* [Action item]: Would you print all of the records below exactly, without skipping any?
(Available data)
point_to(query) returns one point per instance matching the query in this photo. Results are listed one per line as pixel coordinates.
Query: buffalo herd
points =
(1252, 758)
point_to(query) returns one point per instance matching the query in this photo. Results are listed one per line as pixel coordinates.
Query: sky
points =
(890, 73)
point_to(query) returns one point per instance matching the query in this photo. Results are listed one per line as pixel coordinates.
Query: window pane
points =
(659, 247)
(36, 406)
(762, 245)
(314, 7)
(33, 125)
(End Available data)
* [Answer box]:
point_to(query) returns one point per instance matching the query in this photo. Results are listed one per line as pixel coordinates.
Query: buffalo herd
points =
(1252, 758)
point_to(query) returns one point per instance matching the query in this photo. Results are listed one per line as pixel coordinates.
Query: sky
points =
(890, 73)
point_to(query) returns one point per instance matching the query in this photo. Results are listed one per line as pixel coordinates.
Query: window pane
points =
(659, 247)
(36, 406)
(762, 245)
(314, 7)
(33, 125)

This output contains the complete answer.